◆ The problem ◆
Find every line in the items that contains the string "positive", matching case exactly, and copy each of those lines.

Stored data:
■ ■ ■ ■
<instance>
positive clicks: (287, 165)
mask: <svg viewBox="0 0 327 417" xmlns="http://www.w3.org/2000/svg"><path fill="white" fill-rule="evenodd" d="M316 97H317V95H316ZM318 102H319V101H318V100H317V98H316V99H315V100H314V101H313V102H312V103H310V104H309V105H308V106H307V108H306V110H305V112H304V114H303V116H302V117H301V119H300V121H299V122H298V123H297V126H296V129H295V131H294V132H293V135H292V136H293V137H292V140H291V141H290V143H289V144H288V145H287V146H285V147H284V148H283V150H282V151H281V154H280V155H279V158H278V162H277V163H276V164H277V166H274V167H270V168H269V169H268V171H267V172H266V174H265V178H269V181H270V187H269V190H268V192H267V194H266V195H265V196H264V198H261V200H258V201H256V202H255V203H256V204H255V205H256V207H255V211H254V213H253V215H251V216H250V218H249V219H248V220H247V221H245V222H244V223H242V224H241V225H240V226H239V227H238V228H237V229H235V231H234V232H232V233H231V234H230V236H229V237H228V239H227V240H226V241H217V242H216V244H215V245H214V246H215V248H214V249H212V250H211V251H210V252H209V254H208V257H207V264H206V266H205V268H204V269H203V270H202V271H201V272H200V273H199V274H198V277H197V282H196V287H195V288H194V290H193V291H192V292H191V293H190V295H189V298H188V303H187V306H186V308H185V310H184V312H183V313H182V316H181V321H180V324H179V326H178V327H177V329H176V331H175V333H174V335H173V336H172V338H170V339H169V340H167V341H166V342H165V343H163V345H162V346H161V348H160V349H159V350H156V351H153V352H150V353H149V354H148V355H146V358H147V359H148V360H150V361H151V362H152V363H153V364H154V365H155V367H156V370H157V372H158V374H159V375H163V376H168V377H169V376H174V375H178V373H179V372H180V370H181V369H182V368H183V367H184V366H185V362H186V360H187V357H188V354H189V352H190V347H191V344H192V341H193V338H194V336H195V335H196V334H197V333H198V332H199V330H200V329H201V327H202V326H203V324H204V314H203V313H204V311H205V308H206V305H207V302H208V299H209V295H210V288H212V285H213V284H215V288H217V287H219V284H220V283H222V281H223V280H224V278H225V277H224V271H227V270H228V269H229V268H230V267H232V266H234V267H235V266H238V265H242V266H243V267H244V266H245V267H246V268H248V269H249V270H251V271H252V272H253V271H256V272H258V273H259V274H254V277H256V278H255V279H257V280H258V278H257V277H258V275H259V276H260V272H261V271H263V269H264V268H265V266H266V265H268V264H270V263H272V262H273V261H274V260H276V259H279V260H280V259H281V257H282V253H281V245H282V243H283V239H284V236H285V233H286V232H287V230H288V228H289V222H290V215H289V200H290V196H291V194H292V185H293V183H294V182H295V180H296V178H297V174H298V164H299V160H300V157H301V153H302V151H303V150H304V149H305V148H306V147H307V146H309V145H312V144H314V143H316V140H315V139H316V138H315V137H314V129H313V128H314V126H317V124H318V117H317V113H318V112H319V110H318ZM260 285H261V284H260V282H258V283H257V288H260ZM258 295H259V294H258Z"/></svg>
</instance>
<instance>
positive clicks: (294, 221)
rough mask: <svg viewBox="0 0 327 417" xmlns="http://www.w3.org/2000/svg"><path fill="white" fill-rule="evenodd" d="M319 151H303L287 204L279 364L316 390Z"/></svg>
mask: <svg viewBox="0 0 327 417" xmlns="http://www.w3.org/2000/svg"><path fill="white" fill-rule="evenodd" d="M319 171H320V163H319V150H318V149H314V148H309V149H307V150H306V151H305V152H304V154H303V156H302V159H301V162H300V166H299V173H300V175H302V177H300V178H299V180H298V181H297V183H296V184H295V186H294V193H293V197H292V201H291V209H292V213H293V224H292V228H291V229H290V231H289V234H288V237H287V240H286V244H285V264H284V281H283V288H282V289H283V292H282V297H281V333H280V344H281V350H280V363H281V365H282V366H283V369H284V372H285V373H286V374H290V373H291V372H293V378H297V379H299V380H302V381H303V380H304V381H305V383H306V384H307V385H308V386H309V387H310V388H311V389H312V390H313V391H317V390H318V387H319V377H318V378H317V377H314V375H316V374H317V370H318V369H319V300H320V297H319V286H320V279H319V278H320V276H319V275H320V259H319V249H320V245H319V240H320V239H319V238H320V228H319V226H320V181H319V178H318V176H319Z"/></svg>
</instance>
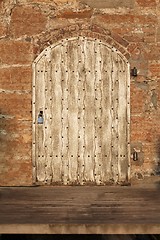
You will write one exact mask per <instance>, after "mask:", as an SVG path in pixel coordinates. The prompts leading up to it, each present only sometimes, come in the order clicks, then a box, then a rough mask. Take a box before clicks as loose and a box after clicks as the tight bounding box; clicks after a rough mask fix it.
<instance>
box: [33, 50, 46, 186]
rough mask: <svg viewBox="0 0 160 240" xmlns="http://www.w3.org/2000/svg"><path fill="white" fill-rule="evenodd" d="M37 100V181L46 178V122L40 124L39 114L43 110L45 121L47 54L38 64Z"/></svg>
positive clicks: (36, 169)
mask: <svg viewBox="0 0 160 240" xmlns="http://www.w3.org/2000/svg"><path fill="white" fill-rule="evenodd" d="M35 71H36V81H35V86H36V87H35V91H36V97H37V98H36V101H35V118H36V122H35V125H36V138H35V141H36V158H37V161H36V170H37V181H39V182H43V181H44V180H45V151H44V124H38V115H39V113H40V111H43V118H44V121H45V116H44V111H45V94H44V89H45V77H44V76H45V56H44V55H43V56H42V57H41V58H40V59H39V61H38V63H37V64H36V70H35Z"/></svg>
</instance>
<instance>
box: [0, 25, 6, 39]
mask: <svg viewBox="0 0 160 240" xmlns="http://www.w3.org/2000/svg"><path fill="white" fill-rule="evenodd" d="M6 34H7V27H6V26H5V24H4V23H2V22H0V37H4V36H6Z"/></svg>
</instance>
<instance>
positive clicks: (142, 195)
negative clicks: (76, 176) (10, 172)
mask: <svg viewBox="0 0 160 240" xmlns="http://www.w3.org/2000/svg"><path fill="white" fill-rule="evenodd" d="M159 199H160V193H159V191H158V190H156V189H152V188H151V189H146V188H145V189H139V188H133V187H132V188H131V187H108V186H107V187H77V186H76V187H35V188H33V187H31V188H29V187H28V188H23V187H21V188H0V203H1V204H0V213H1V214H0V224H137V223H138V224H160V204H159V203H160V200H159Z"/></svg>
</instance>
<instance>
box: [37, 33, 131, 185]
mask: <svg viewBox="0 0 160 240" xmlns="http://www.w3.org/2000/svg"><path fill="white" fill-rule="evenodd" d="M33 71H34V77H33V170H34V171H33V172H34V173H33V174H34V178H35V181H36V182H37V183H40V184H56V185H61V184H62V185H72V184H73V185H77V184H79V185H84V184H94V185H100V184H101V185H105V184H108V183H118V182H128V181H129V168H130V165H129V148H130V146H129V121H130V119H129V116H130V114H129V112H130V103H129V87H130V86H129V64H128V62H127V60H126V59H125V58H124V57H123V56H122V55H121V53H119V52H118V51H117V50H116V49H114V48H112V47H110V46H108V45H107V44H105V43H103V42H102V41H100V40H98V39H97V40H96V39H91V38H86V37H85V38H84V37H76V38H70V39H64V40H62V41H60V42H58V43H57V44H55V45H52V46H50V47H48V48H46V49H45V50H44V51H43V52H42V53H41V54H40V55H39V56H38V58H37V59H36V60H35V62H34V64H33Z"/></svg>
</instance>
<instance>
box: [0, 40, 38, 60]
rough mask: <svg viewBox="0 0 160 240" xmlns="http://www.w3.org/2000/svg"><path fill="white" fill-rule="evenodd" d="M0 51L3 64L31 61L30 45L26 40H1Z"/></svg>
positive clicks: (32, 54) (0, 57)
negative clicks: (17, 40)
mask: <svg viewBox="0 0 160 240" xmlns="http://www.w3.org/2000/svg"><path fill="white" fill-rule="evenodd" d="M0 53H1V54H0V62H1V63H3V64H31V62H32V61H33V53H32V45H31V44H30V43H28V42H23V41H14V40H8V41H7V40H1V41H0Z"/></svg>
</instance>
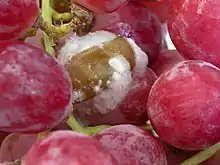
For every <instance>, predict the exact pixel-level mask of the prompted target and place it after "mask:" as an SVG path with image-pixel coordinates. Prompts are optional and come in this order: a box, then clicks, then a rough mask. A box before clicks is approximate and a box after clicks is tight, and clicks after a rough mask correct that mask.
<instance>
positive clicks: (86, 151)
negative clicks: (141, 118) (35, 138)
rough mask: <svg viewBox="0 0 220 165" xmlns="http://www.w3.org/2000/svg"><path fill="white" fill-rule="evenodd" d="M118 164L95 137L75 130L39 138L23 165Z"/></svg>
mask: <svg viewBox="0 0 220 165" xmlns="http://www.w3.org/2000/svg"><path fill="white" fill-rule="evenodd" d="M30 164H31V165H45V164H48V165H49V164H54V165H73V164H74V165H75V164H77V165H118V163H117V161H116V160H115V159H114V158H113V157H112V155H111V154H110V153H109V152H108V151H107V150H106V149H104V148H103V147H102V146H101V144H100V143H99V142H98V141H97V140H96V139H94V138H93V137H90V136H86V135H83V134H78V133H75V132H73V131H56V132H52V133H50V134H49V135H48V136H45V137H43V138H41V139H39V140H38V141H37V142H36V143H35V144H34V145H33V146H32V148H31V149H30V150H29V151H28V153H27V154H26V155H25V158H24V160H23V162H22V163H21V165H30Z"/></svg>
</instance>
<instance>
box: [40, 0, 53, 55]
mask: <svg viewBox="0 0 220 165" xmlns="http://www.w3.org/2000/svg"><path fill="white" fill-rule="evenodd" d="M42 18H43V20H45V21H46V22H48V23H50V24H52V9H51V6H50V0H42ZM43 41H44V47H45V50H46V51H47V52H48V53H49V54H50V55H52V56H55V50H54V48H53V46H54V43H53V38H52V37H49V36H48V35H47V34H46V33H43Z"/></svg>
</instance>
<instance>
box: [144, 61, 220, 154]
mask: <svg viewBox="0 0 220 165" xmlns="http://www.w3.org/2000/svg"><path fill="white" fill-rule="evenodd" d="M219 89H220V69H219V68H217V67H215V66H214V65H212V64H210V63H207V62H204V61H196V60H195V61H193V60H192V61H184V62H180V63H179V64H177V65H176V66H174V67H173V68H172V69H170V70H169V71H167V72H165V73H163V74H162V75H161V76H160V77H159V78H158V79H157V81H156V82H155V83H154V85H153V87H152V89H151V91H150V94H149V98H148V108H147V109H148V117H149V119H150V121H151V123H152V125H153V127H154V129H155V131H156V133H157V134H158V135H159V136H160V137H161V139H162V140H164V141H165V142H167V143H169V144H171V145H173V146H175V147H177V148H181V149H186V150H200V149H204V148H206V147H208V146H210V145H212V144H215V143H216V142H218V141H219V139H220V120H219V117H220V109H219V107H220V90H219Z"/></svg>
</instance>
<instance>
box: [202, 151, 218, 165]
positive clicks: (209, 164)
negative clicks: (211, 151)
mask: <svg viewBox="0 0 220 165" xmlns="http://www.w3.org/2000/svg"><path fill="white" fill-rule="evenodd" d="M219 162H220V151H219V152H217V153H216V154H215V155H214V156H213V157H211V158H210V159H208V160H206V161H205V162H203V164H202V165H219Z"/></svg>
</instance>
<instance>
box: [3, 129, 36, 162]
mask: <svg viewBox="0 0 220 165" xmlns="http://www.w3.org/2000/svg"><path fill="white" fill-rule="evenodd" d="M36 140H37V135H36V134H31V135H28V134H17V133H12V134H10V135H8V136H7V137H6V138H5V140H4V141H3V143H2V145H1V147H0V160H1V161H9V162H10V161H11V162H13V161H15V160H17V159H21V158H23V156H24V155H25V154H26V153H27V152H28V150H29V149H30V148H31V146H32V145H33V144H34V143H35V142H36Z"/></svg>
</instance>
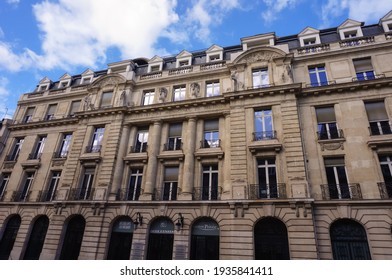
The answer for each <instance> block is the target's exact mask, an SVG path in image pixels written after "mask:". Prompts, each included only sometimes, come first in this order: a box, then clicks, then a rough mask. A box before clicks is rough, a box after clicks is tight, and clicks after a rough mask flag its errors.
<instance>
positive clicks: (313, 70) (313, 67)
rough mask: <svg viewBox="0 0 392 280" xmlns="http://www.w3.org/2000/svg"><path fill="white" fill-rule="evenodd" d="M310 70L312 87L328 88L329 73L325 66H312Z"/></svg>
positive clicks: (309, 74) (310, 67) (311, 83)
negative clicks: (327, 70)
mask: <svg viewBox="0 0 392 280" xmlns="http://www.w3.org/2000/svg"><path fill="white" fill-rule="evenodd" d="M308 69H309V77H310V86H312V87H318V86H326V85H328V79H327V72H326V71H325V67H324V66H311V67H309V68H308Z"/></svg>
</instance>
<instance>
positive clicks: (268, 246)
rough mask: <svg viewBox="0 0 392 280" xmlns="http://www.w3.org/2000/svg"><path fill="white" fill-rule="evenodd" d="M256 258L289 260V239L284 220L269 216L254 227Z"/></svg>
mask: <svg viewBox="0 0 392 280" xmlns="http://www.w3.org/2000/svg"><path fill="white" fill-rule="evenodd" d="M254 239H255V240H254V242H255V243H254V244H255V259H256V260H289V259H290V251H289V241H288V237H287V229H286V226H285V224H284V223H283V222H281V221H280V220H278V219H275V218H272V217H269V218H264V219H261V220H260V221H258V222H257V224H256V225H255V228H254Z"/></svg>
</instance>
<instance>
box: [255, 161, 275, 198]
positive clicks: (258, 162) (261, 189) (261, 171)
mask: <svg viewBox="0 0 392 280" xmlns="http://www.w3.org/2000/svg"><path fill="white" fill-rule="evenodd" d="M257 173H258V181H259V182H258V183H259V184H258V190H257V194H258V198H277V197H278V184H277V178H276V165H275V159H274V158H261V159H257Z"/></svg>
■ ■ ■ ■
◆ Finished exercise ◆
positive clicks: (287, 165)
positive clicks: (294, 221)
positive clicks: (36, 169)
positive clicks: (142, 195)
positive clicks: (32, 54) (0, 57)
positive clicks: (86, 151)
positive clicks: (209, 164)
positive clicks: (313, 70) (313, 67)
positive clicks: (309, 74) (310, 67) (311, 83)
positive clicks: (268, 246)
positive clicks: (258, 162) (261, 189) (261, 171)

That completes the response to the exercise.